Phrase grounding data
== == ==
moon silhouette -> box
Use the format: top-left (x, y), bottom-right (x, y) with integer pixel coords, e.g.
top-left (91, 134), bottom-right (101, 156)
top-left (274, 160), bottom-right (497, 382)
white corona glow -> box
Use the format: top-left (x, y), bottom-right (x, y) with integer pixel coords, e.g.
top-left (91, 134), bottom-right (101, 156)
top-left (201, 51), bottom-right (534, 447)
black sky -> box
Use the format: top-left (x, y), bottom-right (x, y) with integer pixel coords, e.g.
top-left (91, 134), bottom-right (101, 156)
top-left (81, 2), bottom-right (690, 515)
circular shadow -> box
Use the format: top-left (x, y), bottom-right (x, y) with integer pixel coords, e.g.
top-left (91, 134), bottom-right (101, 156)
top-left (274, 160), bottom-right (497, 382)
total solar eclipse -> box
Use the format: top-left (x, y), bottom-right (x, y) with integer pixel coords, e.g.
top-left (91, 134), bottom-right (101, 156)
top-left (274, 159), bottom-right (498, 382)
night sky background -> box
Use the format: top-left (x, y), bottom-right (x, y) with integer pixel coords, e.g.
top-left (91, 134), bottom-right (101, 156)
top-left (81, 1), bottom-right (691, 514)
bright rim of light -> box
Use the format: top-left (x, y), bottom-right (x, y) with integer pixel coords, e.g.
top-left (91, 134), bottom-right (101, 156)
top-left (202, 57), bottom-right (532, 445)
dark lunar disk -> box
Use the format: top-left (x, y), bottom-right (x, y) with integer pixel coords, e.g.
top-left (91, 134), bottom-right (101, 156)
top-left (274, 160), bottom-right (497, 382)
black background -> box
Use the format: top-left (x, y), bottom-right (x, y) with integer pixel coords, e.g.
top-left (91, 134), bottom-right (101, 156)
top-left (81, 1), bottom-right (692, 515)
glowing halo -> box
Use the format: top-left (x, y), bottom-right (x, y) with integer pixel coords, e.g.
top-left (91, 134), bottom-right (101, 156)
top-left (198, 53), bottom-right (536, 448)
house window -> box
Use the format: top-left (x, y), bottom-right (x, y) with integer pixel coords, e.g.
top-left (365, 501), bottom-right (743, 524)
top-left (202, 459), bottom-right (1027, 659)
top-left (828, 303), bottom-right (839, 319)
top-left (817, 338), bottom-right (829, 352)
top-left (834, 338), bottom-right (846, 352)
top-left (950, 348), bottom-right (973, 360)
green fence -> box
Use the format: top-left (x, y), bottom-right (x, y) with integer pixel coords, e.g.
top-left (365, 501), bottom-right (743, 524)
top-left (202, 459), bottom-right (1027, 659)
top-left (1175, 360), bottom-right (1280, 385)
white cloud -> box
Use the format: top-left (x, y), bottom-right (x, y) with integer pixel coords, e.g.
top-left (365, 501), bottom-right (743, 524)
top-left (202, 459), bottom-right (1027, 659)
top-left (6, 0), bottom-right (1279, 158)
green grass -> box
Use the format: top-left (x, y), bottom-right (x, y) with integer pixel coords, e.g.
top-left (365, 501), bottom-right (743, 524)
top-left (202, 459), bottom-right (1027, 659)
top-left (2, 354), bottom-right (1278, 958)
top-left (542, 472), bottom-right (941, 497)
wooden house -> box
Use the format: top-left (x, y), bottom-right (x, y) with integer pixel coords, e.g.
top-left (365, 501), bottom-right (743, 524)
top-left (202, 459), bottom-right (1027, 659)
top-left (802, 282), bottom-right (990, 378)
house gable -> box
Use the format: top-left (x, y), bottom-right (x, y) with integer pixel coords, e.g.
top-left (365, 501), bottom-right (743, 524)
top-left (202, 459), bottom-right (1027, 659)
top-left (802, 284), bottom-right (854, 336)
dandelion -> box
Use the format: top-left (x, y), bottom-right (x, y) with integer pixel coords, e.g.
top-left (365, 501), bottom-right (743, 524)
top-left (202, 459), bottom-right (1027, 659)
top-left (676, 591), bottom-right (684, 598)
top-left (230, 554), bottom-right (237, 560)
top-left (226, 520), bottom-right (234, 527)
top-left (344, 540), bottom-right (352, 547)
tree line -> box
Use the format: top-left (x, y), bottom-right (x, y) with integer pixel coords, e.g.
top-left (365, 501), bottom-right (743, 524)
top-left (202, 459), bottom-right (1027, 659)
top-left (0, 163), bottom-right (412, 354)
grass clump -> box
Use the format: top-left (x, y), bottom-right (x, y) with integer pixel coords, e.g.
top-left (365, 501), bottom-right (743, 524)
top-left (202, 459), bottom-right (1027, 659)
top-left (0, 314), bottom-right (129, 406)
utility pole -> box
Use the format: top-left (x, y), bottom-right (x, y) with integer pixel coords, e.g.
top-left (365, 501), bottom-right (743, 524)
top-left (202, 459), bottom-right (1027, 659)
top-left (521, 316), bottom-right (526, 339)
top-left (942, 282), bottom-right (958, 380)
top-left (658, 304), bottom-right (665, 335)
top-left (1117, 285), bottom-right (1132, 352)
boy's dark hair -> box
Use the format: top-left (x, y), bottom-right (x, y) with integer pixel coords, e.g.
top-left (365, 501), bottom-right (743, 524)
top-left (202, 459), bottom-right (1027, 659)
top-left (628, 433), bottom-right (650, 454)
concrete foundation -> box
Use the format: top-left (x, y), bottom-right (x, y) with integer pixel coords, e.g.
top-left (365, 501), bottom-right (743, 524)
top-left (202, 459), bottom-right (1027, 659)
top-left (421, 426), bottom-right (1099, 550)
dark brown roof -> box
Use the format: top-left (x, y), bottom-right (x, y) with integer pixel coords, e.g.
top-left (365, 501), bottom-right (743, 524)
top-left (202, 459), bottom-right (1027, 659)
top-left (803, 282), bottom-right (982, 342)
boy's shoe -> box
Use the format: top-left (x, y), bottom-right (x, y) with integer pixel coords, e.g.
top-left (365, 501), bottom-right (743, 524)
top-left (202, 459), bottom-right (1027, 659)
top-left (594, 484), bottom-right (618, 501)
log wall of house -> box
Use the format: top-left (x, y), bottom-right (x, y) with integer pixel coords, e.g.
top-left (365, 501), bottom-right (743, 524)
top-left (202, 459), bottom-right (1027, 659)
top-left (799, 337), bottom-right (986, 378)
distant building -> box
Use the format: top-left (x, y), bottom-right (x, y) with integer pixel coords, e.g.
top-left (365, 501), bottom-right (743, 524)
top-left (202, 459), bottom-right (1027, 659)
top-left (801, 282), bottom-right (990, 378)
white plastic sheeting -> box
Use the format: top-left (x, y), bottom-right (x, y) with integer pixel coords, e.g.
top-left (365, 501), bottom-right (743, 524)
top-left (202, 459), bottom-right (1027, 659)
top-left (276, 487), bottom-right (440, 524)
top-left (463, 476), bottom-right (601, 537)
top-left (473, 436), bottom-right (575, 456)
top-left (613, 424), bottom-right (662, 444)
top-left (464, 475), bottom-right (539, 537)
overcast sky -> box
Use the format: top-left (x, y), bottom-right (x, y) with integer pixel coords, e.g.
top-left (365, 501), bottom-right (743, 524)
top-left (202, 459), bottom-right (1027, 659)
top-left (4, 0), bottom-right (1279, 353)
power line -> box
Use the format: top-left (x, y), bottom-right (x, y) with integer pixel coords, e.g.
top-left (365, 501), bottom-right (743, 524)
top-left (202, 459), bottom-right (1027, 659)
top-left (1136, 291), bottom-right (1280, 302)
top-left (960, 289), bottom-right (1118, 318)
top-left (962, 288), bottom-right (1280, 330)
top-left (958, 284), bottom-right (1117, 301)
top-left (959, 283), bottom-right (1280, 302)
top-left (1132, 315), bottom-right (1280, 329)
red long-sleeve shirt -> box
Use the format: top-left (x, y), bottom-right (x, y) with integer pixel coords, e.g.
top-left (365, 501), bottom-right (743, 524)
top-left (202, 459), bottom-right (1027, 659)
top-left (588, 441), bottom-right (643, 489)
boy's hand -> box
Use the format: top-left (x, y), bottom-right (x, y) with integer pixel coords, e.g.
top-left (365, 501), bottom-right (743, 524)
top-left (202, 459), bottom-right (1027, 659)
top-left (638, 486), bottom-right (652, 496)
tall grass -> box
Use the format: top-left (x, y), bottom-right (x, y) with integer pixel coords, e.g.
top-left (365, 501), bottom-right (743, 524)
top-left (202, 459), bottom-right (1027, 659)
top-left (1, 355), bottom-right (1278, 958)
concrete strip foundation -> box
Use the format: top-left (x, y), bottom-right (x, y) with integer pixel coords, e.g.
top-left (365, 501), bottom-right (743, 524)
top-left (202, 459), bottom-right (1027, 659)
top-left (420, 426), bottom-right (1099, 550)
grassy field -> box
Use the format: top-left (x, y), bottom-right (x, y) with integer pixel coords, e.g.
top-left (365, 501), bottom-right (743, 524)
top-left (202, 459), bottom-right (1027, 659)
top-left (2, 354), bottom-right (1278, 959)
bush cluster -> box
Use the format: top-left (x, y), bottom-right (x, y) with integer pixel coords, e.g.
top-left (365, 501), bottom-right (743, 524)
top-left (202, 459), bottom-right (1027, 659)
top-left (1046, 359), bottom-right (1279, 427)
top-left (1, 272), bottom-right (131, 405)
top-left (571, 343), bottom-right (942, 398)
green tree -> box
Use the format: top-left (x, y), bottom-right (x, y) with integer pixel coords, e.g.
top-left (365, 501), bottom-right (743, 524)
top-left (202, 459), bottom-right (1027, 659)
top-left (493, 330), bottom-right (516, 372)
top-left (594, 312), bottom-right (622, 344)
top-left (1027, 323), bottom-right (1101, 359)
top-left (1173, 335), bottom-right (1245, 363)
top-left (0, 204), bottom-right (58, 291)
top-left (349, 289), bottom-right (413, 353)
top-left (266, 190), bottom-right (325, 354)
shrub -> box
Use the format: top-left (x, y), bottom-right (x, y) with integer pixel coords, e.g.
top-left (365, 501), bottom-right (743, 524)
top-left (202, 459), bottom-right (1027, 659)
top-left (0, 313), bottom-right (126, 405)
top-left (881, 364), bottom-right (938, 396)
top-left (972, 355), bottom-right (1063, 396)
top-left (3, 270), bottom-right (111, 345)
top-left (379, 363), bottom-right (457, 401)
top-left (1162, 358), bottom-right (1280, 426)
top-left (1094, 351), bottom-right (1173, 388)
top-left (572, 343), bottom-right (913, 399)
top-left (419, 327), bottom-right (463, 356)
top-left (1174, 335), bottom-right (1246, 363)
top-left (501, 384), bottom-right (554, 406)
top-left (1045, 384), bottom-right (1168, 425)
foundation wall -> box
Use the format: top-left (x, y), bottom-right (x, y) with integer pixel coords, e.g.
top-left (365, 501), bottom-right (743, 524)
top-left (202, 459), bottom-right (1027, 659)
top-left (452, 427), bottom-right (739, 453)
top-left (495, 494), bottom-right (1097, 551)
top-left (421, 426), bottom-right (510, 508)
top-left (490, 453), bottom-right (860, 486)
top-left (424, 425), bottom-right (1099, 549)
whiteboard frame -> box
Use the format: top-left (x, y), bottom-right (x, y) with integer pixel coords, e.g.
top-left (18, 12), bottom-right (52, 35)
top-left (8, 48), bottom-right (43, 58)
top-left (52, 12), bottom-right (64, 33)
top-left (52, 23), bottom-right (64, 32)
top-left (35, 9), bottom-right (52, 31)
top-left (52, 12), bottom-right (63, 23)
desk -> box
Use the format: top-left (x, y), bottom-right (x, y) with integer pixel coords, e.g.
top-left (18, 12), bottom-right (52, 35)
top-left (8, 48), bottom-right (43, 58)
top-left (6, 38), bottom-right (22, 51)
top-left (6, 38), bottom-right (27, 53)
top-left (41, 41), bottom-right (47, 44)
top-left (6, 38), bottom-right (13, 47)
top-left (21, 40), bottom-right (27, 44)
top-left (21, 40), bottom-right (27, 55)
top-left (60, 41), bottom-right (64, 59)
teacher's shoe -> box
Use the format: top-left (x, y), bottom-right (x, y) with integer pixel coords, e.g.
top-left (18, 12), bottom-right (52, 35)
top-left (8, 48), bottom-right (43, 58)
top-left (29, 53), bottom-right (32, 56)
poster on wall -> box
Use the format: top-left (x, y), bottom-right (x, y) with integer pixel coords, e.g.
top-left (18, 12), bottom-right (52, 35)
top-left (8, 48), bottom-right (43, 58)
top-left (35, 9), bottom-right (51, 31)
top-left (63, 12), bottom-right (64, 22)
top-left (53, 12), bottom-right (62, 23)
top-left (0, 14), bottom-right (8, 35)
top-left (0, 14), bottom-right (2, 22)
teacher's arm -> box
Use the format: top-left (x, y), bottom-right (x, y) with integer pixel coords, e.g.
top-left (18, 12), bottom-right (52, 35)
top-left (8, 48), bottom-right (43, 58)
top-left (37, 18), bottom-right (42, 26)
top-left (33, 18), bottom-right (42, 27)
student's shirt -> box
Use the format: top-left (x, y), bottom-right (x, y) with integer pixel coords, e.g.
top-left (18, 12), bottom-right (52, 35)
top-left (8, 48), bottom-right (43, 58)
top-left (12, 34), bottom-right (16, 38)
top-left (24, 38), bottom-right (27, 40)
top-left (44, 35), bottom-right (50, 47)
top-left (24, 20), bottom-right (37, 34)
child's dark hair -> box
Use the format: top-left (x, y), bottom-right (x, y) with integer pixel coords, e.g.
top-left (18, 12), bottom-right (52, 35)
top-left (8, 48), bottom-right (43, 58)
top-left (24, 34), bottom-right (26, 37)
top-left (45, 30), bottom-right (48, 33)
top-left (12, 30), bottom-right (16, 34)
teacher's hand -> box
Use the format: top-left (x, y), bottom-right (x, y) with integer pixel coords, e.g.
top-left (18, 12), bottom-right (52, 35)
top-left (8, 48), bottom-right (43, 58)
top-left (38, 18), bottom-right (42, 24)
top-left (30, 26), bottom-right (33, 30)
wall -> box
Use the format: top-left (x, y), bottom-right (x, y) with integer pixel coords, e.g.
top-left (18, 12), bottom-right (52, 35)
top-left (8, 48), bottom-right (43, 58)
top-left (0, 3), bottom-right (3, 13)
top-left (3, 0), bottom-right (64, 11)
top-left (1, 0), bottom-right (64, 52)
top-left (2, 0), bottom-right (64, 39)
== == ==
AIM OF THE EXERCISE: Make a copy of each line in the records that has the word "shirt".

RESPONSE:
red long-sleeve shirt -> box
student's shirt -> box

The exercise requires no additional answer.